Records from a dataset
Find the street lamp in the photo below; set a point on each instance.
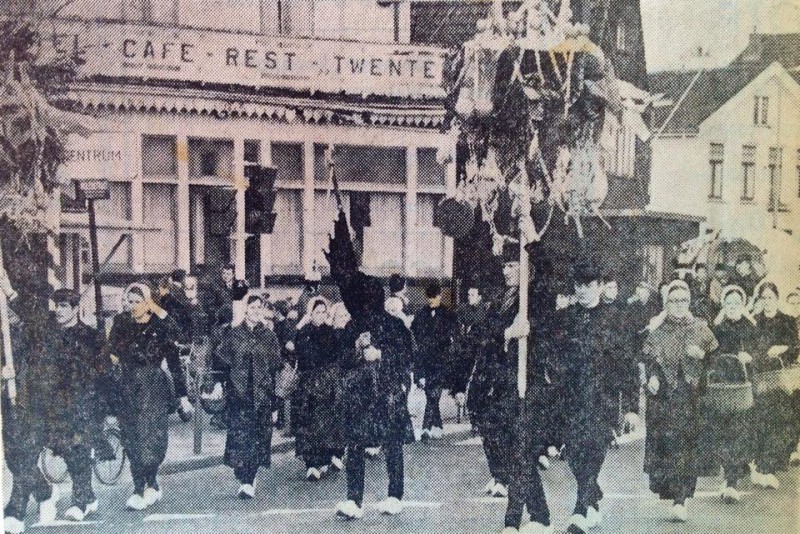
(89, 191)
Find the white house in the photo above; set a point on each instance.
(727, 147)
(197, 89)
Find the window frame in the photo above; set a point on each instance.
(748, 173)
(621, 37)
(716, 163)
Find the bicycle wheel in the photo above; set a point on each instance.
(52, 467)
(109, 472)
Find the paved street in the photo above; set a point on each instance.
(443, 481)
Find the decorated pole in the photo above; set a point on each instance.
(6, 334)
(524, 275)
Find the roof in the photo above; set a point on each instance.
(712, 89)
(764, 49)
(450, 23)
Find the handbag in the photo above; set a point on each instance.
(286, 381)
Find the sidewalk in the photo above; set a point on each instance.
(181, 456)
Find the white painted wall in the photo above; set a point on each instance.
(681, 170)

...

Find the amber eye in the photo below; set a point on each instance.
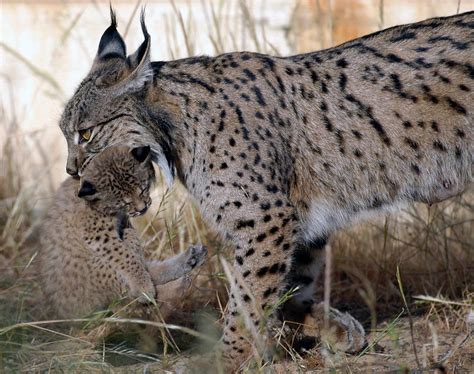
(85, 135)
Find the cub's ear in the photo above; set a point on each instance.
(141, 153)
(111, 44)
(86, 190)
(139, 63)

__TASK DETAILS__. Please return each line of the data above that contains the string "instance". Case counts.

__EXERCISE OUTPUT__.
Find the street lamp in the photo below; set a point on each instance.
Find the white house in the photo above; set a point on each instance.
Find the window frame in the photo above; set a point on each instance.
Find the bicycle wheel in the photo above; set a point on each instance.
Find the paved street in the photo above; set a point on each instance.
Find the decorated pole in the photo above; set a point on each instance.
Find the roof in the photo above; set a point on each instance.
Find the handbag in the photo above; set a point on each instance.
Find the sidewalk in the photo above; set a point on each instance.
Find the white painted wall in the photo above; set a point on each instance.
Find the amber eye in the photo below; set a point on each instance.
Find the cub's ear in the photo above; set a point on each instance.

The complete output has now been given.